WHAT IS BEING ASKED: Your answer must be an exact transcription of every entry.
+++++
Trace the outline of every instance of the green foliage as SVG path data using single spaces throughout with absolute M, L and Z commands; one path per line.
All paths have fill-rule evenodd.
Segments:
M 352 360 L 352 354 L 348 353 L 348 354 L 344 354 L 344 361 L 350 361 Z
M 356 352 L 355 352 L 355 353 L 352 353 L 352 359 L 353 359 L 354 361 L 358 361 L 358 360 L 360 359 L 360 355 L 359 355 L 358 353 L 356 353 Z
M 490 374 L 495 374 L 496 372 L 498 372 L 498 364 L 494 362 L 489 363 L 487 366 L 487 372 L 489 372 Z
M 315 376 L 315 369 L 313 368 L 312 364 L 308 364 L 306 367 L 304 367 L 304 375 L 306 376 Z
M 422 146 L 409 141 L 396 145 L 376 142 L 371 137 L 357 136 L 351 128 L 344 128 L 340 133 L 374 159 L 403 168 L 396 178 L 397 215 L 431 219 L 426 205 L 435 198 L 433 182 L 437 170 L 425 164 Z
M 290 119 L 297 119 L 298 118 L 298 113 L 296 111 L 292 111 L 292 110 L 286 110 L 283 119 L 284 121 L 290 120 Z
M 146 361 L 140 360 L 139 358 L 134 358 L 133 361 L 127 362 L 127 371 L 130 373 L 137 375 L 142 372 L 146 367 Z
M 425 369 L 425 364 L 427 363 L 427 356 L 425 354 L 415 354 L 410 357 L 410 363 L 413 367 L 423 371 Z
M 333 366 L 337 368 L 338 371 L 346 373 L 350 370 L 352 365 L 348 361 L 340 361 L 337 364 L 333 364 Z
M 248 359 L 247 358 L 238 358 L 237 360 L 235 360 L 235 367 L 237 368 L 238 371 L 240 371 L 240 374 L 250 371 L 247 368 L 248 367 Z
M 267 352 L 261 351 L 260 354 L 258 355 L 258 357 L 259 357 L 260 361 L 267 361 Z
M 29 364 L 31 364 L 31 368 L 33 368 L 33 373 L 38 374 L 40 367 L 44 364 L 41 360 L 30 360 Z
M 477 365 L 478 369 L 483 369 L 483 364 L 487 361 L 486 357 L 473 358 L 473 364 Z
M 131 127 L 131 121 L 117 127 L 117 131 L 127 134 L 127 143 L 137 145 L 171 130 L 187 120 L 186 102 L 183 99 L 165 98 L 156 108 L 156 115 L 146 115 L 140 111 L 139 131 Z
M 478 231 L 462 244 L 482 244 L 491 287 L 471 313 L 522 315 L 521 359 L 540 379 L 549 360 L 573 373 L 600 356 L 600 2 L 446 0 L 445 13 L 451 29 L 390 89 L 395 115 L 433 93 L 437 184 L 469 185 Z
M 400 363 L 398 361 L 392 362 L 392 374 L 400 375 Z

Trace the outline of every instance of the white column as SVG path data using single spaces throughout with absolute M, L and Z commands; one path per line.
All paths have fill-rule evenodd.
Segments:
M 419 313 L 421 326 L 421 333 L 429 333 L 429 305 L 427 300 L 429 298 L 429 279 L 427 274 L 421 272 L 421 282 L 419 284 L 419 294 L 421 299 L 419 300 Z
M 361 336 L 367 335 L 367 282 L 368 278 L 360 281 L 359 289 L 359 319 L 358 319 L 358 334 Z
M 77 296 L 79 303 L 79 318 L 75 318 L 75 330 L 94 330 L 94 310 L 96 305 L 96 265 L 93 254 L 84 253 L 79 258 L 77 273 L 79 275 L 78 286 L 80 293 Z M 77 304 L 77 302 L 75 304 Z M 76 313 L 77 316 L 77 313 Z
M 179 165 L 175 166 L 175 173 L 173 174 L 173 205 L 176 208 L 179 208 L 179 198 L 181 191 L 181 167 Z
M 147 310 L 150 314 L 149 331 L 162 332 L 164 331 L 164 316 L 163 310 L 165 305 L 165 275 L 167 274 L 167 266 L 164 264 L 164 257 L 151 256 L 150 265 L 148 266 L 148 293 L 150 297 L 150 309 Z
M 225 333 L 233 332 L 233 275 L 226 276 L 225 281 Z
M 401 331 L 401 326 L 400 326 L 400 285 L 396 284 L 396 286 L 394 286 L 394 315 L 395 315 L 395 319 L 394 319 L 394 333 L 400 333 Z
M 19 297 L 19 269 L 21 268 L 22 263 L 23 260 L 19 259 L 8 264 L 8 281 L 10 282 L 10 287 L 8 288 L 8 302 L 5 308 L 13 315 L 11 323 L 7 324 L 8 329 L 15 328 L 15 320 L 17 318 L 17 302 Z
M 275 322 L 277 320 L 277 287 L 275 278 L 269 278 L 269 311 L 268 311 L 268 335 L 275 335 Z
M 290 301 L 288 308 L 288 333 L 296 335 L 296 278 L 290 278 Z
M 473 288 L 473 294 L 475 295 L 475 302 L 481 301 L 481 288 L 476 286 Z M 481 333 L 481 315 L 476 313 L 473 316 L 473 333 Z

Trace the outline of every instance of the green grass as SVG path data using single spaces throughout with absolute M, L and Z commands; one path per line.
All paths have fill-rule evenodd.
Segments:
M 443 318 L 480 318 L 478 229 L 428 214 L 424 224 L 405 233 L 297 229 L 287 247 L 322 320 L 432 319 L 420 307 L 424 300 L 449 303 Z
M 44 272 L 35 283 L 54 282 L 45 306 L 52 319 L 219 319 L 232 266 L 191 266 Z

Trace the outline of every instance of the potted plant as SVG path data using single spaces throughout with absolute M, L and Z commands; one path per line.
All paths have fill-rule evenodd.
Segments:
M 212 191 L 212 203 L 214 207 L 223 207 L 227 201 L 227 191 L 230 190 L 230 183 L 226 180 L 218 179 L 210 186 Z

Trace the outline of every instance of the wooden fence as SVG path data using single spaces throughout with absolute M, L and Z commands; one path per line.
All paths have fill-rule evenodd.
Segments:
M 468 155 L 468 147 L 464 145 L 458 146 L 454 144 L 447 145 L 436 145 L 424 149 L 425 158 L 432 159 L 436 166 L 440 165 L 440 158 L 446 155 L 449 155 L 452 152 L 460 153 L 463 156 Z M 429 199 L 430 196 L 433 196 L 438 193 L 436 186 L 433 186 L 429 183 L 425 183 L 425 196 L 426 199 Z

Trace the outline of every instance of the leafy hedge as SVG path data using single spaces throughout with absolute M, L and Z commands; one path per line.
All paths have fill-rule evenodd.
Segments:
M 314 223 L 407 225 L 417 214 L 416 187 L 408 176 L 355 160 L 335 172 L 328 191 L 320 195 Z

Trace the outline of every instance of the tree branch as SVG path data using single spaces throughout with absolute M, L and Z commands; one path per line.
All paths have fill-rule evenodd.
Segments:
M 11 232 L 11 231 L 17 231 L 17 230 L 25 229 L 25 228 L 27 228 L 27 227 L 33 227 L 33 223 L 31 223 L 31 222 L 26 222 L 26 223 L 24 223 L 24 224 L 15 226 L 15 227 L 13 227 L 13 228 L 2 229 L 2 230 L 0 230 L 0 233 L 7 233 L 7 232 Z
+++++
SOLUTION TO THIS TASK:
Trace the outline of every instance of the green foliage as SVG path data using single spaces throughout with absolute M, L and Z commands; one path per line.
All paths have fill-rule evenodd.
Segments:
M 352 360 L 352 354 L 348 353 L 348 354 L 344 354 L 344 361 L 350 361 Z
M 356 352 L 355 352 L 355 353 L 352 353 L 352 359 L 353 359 L 354 361 L 358 361 L 358 360 L 360 359 L 360 355 L 359 355 L 358 353 L 356 353 Z
M 490 374 L 495 374 L 496 372 L 498 372 L 498 364 L 494 362 L 489 363 L 487 366 L 487 372 L 489 372 Z
M 315 376 L 315 369 L 313 368 L 312 364 L 308 364 L 306 367 L 304 367 L 304 375 L 306 376 Z
M 422 146 L 409 141 L 396 145 L 376 142 L 371 137 L 357 136 L 351 128 L 344 128 L 340 133 L 374 159 L 403 168 L 396 178 L 397 215 L 431 219 L 426 205 L 435 198 L 433 182 L 437 170 L 425 164 Z
M 290 119 L 297 119 L 298 118 L 298 113 L 296 111 L 292 111 L 292 110 L 286 110 L 283 119 L 284 121 L 290 120 Z
M 146 361 L 140 360 L 139 358 L 134 358 L 133 361 L 127 362 L 127 371 L 130 373 L 137 375 L 142 372 L 146 367 Z
M 425 369 L 425 364 L 427 363 L 427 356 L 425 354 L 415 354 L 410 357 L 410 363 L 413 367 L 423 371 Z
M 333 366 L 337 368 L 338 371 L 346 373 L 350 370 L 352 365 L 348 361 L 340 361 L 337 364 L 333 364 Z
M 248 359 L 247 358 L 238 358 L 237 360 L 235 360 L 235 367 L 237 368 L 238 371 L 240 371 L 240 374 L 250 371 L 247 368 L 248 367 Z
M 267 352 L 261 351 L 260 354 L 258 355 L 258 357 L 259 357 L 260 361 L 267 361 Z
M 29 364 L 31 364 L 31 368 L 33 368 L 33 373 L 38 374 L 40 367 L 44 364 L 41 360 L 30 360 Z
M 477 365 L 478 369 L 483 369 L 483 364 L 487 361 L 486 357 L 473 358 L 473 364 Z
M 131 127 L 131 121 L 117 127 L 117 131 L 127 134 L 127 143 L 137 145 L 171 130 L 187 120 L 186 102 L 183 99 L 165 98 L 156 108 L 156 115 L 146 115 L 140 111 L 139 131 Z
M 478 231 L 462 244 L 482 244 L 491 287 L 471 313 L 522 315 L 521 359 L 540 379 L 549 360 L 573 373 L 600 356 L 600 2 L 446 0 L 445 13 L 451 29 L 390 89 L 395 115 L 433 93 L 437 184 L 469 185 Z
M 400 363 L 398 361 L 392 362 L 392 374 L 400 375 Z

Trace the outline of every instance of the white column as SVG path data using single spaces throughout with absolute M, L and Z commands; one path per line.
All paths have fill-rule evenodd.
Segments:
M 419 313 L 421 326 L 421 333 L 429 333 L 429 305 L 427 300 L 429 298 L 429 279 L 427 274 L 421 272 L 421 282 L 419 284 L 419 294 L 421 299 L 419 300 Z
M 361 336 L 367 335 L 367 282 L 368 278 L 360 281 L 359 289 L 359 319 L 358 319 L 358 334 Z
M 77 296 L 79 303 L 79 318 L 75 318 L 75 330 L 94 330 L 94 310 L 96 305 L 96 265 L 93 254 L 84 253 L 79 258 L 77 273 L 79 275 L 78 286 L 80 293 Z M 77 304 L 77 302 L 75 304 Z M 76 313 L 77 316 L 77 313 Z
M 179 165 L 175 166 L 175 173 L 173 174 L 173 205 L 176 208 L 179 208 L 179 198 L 181 191 L 181 167 Z
M 147 310 L 150 314 L 149 331 L 162 332 L 164 331 L 164 316 L 163 310 L 165 305 L 165 275 L 167 274 L 167 266 L 164 264 L 164 257 L 151 256 L 150 265 L 148 266 L 148 293 L 150 297 L 150 309 Z
M 225 333 L 233 332 L 233 275 L 226 276 L 225 281 Z
M 401 331 L 401 326 L 400 326 L 400 285 L 396 284 L 396 286 L 394 286 L 394 315 L 395 315 L 395 319 L 394 319 L 394 333 L 400 333 Z
M 19 297 L 19 269 L 21 268 L 22 263 L 23 260 L 19 259 L 8 264 L 8 281 L 10 282 L 10 287 L 8 288 L 8 302 L 5 308 L 13 315 L 11 323 L 7 324 L 8 329 L 15 328 L 15 320 L 17 318 L 17 302 Z
M 275 322 L 277 320 L 277 287 L 275 278 L 269 278 L 269 311 L 268 311 L 268 335 L 275 335 Z
M 290 301 L 288 308 L 288 333 L 296 335 L 296 278 L 290 278 Z
M 473 288 L 473 294 L 475 295 L 475 302 L 481 301 L 481 288 L 476 286 Z M 481 333 L 481 315 L 476 313 L 473 316 L 473 333 Z

Trace the outline of every instance of the green grass as SVG path data using single spaces throughout with absolute M, L and Z commands; one path per line.
All paths have fill-rule evenodd.
Segments:
M 443 318 L 480 318 L 478 229 L 428 214 L 424 224 L 405 233 L 297 229 L 287 247 L 322 320 L 432 319 L 420 307 L 424 300 L 449 303 Z
M 44 272 L 35 283 L 54 282 L 45 306 L 52 319 L 219 319 L 232 266 L 191 266 Z

Trace the outline of every instance of the potted plant as SVG path data using single spaces throughout with absolute M, L and Z commands; one path per line.
All paths have fill-rule evenodd.
Segments:
M 212 191 L 212 203 L 214 207 L 223 207 L 227 201 L 227 191 L 230 190 L 230 183 L 226 180 L 218 179 L 210 186 Z

Trace the outline of every instance of the wooden fence as SVG path data using single spaces throughout with absolute M, L and Z commands; one path per line.
All paths have fill-rule evenodd.
Segments:
M 468 155 L 468 147 L 464 145 L 458 146 L 454 144 L 447 145 L 436 145 L 424 149 L 425 158 L 432 159 L 436 166 L 440 165 L 440 158 L 446 155 L 449 155 L 452 152 L 460 153 L 463 156 Z M 429 199 L 430 196 L 433 196 L 438 193 L 436 186 L 433 186 L 429 183 L 425 183 L 425 196 L 426 199 Z

Trace the outline of every instance of the leafy hedge as SVG path data using single spaces throughout with absolute M, L and Z commands; one path per line.
All paths have fill-rule evenodd.
Segments:
M 314 223 L 407 225 L 417 214 L 416 187 L 408 176 L 355 160 L 335 172 L 328 191 L 320 195 Z

Trace the outline of every instance of the tree branch as SVG path data using single spaces throughout with absolute M, L and Z commands; one path per line.
All paths have fill-rule evenodd.
Segments:
M 11 232 L 11 231 L 17 231 L 17 230 L 25 229 L 25 228 L 27 228 L 27 227 L 33 227 L 33 223 L 31 223 L 31 222 L 26 222 L 26 223 L 24 223 L 24 224 L 15 226 L 15 227 L 13 227 L 13 228 L 2 229 L 2 230 L 0 230 L 0 233 L 7 233 L 7 232 Z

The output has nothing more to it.